### STATED GOAL
Reproduce every entry exactly and leave its pictures out.
..............................
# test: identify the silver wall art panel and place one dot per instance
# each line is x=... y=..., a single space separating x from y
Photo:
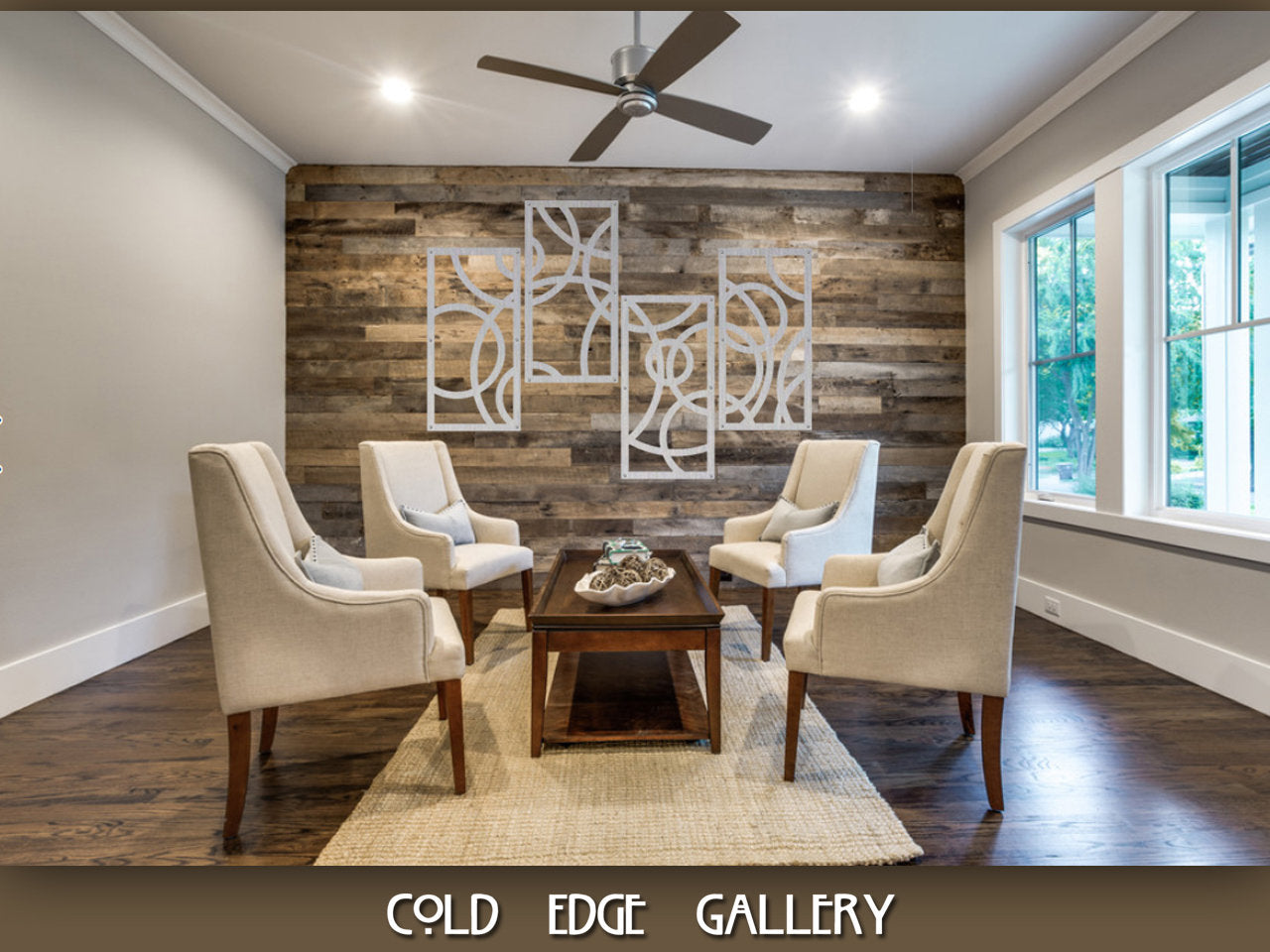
x=765 y=339
x=668 y=386
x=474 y=338
x=571 y=264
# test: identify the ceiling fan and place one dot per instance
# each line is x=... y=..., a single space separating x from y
x=640 y=76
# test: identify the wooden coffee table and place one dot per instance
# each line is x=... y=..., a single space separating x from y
x=624 y=673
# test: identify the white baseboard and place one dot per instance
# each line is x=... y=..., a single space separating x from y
x=31 y=679
x=1220 y=670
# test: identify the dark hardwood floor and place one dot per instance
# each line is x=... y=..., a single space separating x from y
x=1106 y=761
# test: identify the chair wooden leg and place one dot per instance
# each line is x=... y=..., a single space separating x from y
x=992 y=711
x=268 y=725
x=527 y=593
x=769 y=611
x=453 y=692
x=793 y=714
x=966 y=707
x=240 y=763
x=465 y=624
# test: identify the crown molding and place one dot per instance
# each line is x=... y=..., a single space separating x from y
x=1110 y=62
x=167 y=68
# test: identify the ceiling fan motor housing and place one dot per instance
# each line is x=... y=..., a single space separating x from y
x=638 y=99
x=627 y=62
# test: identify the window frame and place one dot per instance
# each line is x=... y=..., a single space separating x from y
x=1164 y=162
x=1128 y=309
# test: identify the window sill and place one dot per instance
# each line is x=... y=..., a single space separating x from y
x=1232 y=543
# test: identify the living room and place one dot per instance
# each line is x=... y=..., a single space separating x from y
x=177 y=275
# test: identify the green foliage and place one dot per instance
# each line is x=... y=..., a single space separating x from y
x=1066 y=389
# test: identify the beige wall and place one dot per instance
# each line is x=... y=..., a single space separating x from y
x=1218 y=603
x=141 y=311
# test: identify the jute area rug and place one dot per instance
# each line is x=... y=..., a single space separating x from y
x=621 y=803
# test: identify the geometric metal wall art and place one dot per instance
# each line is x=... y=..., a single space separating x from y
x=474 y=352
x=765 y=339
x=668 y=386
x=571 y=264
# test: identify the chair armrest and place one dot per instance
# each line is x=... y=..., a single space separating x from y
x=399 y=572
x=305 y=642
x=852 y=570
x=490 y=529
x=930 y=633
x=747 y=529
x=806 y=551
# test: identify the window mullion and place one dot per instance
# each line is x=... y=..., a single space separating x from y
x=1071 y=278
x=1232 y=266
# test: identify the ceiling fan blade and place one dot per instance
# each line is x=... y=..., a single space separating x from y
x=712 y=118
x=691 y=42
x=544 y=73
x=601 y=137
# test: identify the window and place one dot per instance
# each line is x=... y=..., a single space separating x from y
x=1061 y=271
x=1216 y=329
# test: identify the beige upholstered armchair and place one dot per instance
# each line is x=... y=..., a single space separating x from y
x=951 y=629
x=418 y=475
x=278 y=638
x=825 y=471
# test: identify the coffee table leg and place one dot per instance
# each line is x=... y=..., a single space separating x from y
x=712 y=688
x=538 y=690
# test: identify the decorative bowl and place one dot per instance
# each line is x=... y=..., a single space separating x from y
x=621 y=594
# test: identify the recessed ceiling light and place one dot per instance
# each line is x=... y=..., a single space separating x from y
x=397 y=90
x=864 y=99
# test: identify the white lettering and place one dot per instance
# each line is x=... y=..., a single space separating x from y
x=393 y=905
x=820 y=901
x=740 y=905
x=844 y=902
x=790 y=929
x=879 y=912
x=714 y=927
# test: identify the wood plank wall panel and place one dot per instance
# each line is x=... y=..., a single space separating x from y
x=889 y=339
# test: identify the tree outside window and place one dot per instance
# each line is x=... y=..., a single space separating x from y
x=1216 y=340
x=1061 y=261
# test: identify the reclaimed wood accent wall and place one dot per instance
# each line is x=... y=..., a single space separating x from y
x=889 y=339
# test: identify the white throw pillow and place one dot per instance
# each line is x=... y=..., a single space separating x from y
x=910 y=560
x=788 y=517
x=452 y=521
x=322 y=563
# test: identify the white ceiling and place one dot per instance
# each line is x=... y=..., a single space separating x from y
x=952 y=82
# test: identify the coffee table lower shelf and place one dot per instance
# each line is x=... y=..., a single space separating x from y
x=602 y=696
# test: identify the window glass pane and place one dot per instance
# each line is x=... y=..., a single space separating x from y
x=1052 y=291
x=1187 y=424
x=1065 y=426
x=1199 y=230
x=1216 y=457
x=1255 y=223
x=1083 y=262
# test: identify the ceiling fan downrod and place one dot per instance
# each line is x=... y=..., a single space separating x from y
x=627 y=62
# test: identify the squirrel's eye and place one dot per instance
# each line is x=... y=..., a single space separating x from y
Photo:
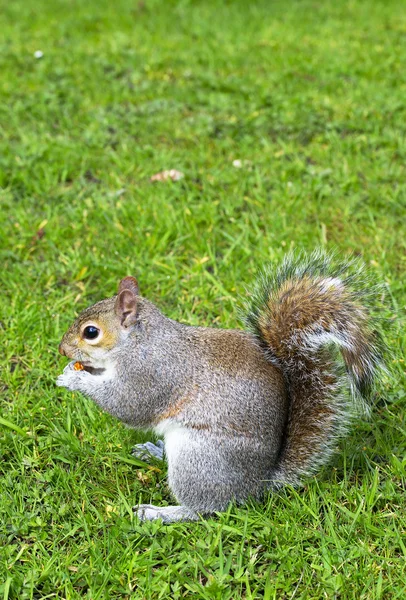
x=90 y=332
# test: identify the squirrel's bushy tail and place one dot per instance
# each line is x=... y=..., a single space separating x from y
x=306 y=313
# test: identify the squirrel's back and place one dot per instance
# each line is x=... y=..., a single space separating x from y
x=312 y=319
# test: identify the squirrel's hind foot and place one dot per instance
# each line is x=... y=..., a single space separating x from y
x=149 y=450
x=168 y=514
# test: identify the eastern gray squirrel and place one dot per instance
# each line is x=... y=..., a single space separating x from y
x=240 y=411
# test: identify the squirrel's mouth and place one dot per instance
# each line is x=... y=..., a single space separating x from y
x=80 y=366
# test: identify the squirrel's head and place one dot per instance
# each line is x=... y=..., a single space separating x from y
x=99 y=328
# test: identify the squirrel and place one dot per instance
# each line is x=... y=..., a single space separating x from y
x=241 y=411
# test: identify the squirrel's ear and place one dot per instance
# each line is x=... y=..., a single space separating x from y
x=126 y=302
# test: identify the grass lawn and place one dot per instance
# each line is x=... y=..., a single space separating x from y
x=310 y=97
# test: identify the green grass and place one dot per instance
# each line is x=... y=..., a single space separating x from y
x=312 y=94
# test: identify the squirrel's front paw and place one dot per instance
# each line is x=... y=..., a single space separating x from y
..............................
### RESULT BELOW
# test: identify the silver wall art panel and place one dot per instance
# each line is x=... y=..., a single space separating x from y
Photo:
x=765 y=339
x=668 y=386
x=474 y=338
x=571 y=264
# test: identify the ceiling fan and place one dot per instance
# each line is x=... y=..., a single space separating x from y
x=640 y=76
# test: identify the wooden coffee table and place one dot per instance
# each line is x=... y=..., a single space separating x from y
x=624 y=673
# test: identify the white baseboard and place one dot per instance
# each line is x=... y=..., a single space separating x from y
x=31 y=679
x=1220 y=670
# test: identify the dark hardwood floor and place one dot per instance
# each line is x=... y=..., a single space separating x from y
x=1106 y=761
# test: identify the chair wooden leg and place one dot per instance
# each line is x=... y=..., a single space separating x from y
x=992 y=711
x=268 y=725
x=527 y=593
x=769 y=611
x=453 y=692
x=793 y=714
x=966 y=707
x=240 y=763
x=465 y=624
# test: identify the crown molding and place one dot per instance
# each line is x=... y=..., a single space separating x from y
x=1110 y=62
x=167 y=68
# test: identify the ceiling fan motor housing and place one dot per instance
# each line is x=... y=..., a single space separating x from y
x=638 y=99
x=627 y=62
# test: identify the window frame and place one dot per instance
# each line is x=... y=..., a single space separating x from y
x=1164 y=162
x=1128 y=309
# test: identify the window sill and place one dot per instance
# each line is x=... y=..., a single space separating x from y
x=1232 y=543
# test: identify the living room and place one dot per instance
# each line is x=... y=..., a single space separating x from y
x=177 y=275
# test: identify the green foliage and place one dot per instance
# each line is x=... y=..., a single space separating x from y
x=1066 y=389
# test: identify the beige wall and place one dot per instance
# each line is x=... y=..., a single space separating x from y
x=1218 y=603
x=141 y=311
# test: identify the jute area rug and place one dot per instance
# each line is x=... y=..., a single space separating x from y
x=621 y=803
# test: identify the geometric metal wall art and place one dot per instance
# each line is x=... y=..., a single space separating x from y
x=474 y=352
x=765 y=339
x=668 y=386
x=571 y=264
# test: identify the chair armrest and place one dot per instance
# each line is x=... y=..., a single space separating x from y
x=399 y=572
x=305 y=642
x=852 y=570
x=490 y=529
x=930 y=633
x=747 y=529
x=806 y=551
# test: identify the window mullion and place one dot per instance
# each line is x=... y=..., a single space separating x from y
x=1071 y=278
x=1232 y=266
# test: identify the ceiling fan blade and place one dot per instance
# each line is x=... y=..., a single space separating x from y
x=712 y=118
x=691 y=42
x=544 y=73
x=601 y=137
# test: identify the window and place one dot per instance
# each line is x=... y=..., a single space separating x from y
x=1061 y=271
x=1216 y=329
# test: identify the beige upholstered armchair and place one dot per instance
# each line is x=... y=..., a single space separating x from y
x=951 y=629
x=418 y=475
x=278 y=638
x=825 y=471
# test: identify the coffee table leg and place one dot per instance
# each line is x=... y=..., a single space separating x from y
x=712 y=688
x=538 y=690
# test: identify the decorative bowl and place one dot per instance
# each line is x=... y=..., a single space separating x from y
x=621 y=594
# test: identify the recessed ceiling light and place one dot per instance
# each line is x=... y=..., a single space separating x from y
x=397 y=90
x=864 y=99
# test: identify the white lettering and place one dot per instance
# each line is x=... y=..., a single space separating x from y
x=393 y=905
x=820 y=901
x=740 y=905
x=844 y=902
x=790 y=929
x=879 y=912
x=714 y=927
# test: identify the wood plank wall panel and place one dot per instance
# each line is x=... y=..., a single space separating x from y
x=889 y=339
# test: identify the tree outside window and place one dot per instance
# each line is x=... y=..., a single space separating x from y
x=1216 y=340
x=1061 y=261
# test: identify the reclaimed wood accent wall and place one dot per instance
# each line is x=... y=..., a single space separating x from y
x=889 y=339
# test: identify the white throw pillow and place one dot per instance
# each line is x=... y=..., a single space separating x from y
x=910 y=560
x=788 y=517
x=452 y=521
x=322 y=563
# test: identify the white ceiling and place one dot per instance
# each line is x=... y=..., a single space separating x from y
x=952 y=82
# test: identify the coffee table lower shelf and place one dot per instance
# each line is x=... y=..., a single space separating x from y
x=602 y=696
# test: identify the window glass pane and place one dot per instance
# each line is x=... y=..., a single space separating x from y
x=1052 y=291
x=1187 y=424
x=1065 y=426
x=1199 y=230
x=1216 y=457
x=1255 y=223
x=1083 y=262
# test: identify the ceiling fan downrod and place one dot per instance
# each line is x=... y=..., a single space separating x from y
x=627 y=62
# test: identify the squirrel's eye and place one dot per instance
# each line is x=... y=..., a single space separating x from y
Photo:
x=90 y=332
# test: identify the squirrel's bushy tail and place one dot per instance
# each line is x=... y=..., a single space separating x from y
x=306 y=313
# test: identify the squirrel's back and place one dot per instance
# each line is x=... y=..., a single space separating x from y
x=312 y=319
# test: identify the squirrel's hind foot and place one dot per instance
# each line is x=... y=..., a single space separating x from y
x=149 y=450
x=168 y=514
# test: identify the eastern gray squirrel and place one dot per instance
# each line is x=... y=..., a single space separating x from y
x=240 y=411
# test: identify the squirrel's mouth and place one dot per instance
# each line is x=... y=..., a single space separating x from y
x=80 y=366
# test: identify the squirrel's head and place one dot per instance
# each line is x=... y=..., a single space separating x from y
x=99 y=328
# test: identify the squirrel and place one dot per instance
# each line is x=... y=..., a single space separating x from y
x=241 y=411
# test: identify the squirrel's ear and place one dot per instance
# each line is x=... y=..., a single space separating x from y
x=126 y=302
# test: identify the grass lawn and place one dot per instance
# each line is x=... y=..., a single space separating x from y
x=310 y=97
# test: identify the green grass and place one dot per instance
# each line is x=... y=..., a single space separating x from y
x=312 y=94
# test: identify the squirrel's front paw and place one dot per instance
# each line is x=... y=..., a single space separating x from y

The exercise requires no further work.